An excerpt from a dataset:
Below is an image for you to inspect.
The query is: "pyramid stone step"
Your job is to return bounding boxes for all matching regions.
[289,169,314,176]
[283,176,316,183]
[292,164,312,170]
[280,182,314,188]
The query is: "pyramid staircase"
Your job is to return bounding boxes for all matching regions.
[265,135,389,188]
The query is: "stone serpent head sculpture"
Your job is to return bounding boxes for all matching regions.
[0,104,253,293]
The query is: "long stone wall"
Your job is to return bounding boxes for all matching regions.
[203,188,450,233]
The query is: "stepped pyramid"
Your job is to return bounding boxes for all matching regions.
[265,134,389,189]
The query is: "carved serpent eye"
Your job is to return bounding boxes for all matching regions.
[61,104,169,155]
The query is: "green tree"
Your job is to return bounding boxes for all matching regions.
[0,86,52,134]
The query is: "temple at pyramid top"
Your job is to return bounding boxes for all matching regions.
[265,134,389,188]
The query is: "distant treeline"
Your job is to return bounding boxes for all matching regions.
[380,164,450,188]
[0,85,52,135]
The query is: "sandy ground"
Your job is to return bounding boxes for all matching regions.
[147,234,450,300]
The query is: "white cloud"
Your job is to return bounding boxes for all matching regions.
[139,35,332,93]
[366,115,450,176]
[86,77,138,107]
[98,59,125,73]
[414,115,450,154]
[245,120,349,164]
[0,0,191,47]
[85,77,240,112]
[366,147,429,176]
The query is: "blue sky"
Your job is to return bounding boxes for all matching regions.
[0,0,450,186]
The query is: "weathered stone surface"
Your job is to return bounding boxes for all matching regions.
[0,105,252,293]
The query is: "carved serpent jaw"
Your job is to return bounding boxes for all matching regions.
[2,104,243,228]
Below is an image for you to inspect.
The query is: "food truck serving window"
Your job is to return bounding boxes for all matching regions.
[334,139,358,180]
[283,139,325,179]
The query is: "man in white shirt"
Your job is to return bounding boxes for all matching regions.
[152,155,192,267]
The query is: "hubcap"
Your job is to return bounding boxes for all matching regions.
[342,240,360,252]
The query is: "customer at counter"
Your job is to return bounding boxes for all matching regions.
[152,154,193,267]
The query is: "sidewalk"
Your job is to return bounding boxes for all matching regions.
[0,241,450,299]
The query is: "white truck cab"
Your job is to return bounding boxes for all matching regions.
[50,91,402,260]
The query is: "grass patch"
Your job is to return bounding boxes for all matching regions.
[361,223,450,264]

• Problem statement: Please show each line of the records above that contains the word "serpent".

• Right answer:
The query is: "stone serpent head sculpture"
The query is: "carved serpent eye"
The query is: "carved serpent jaw"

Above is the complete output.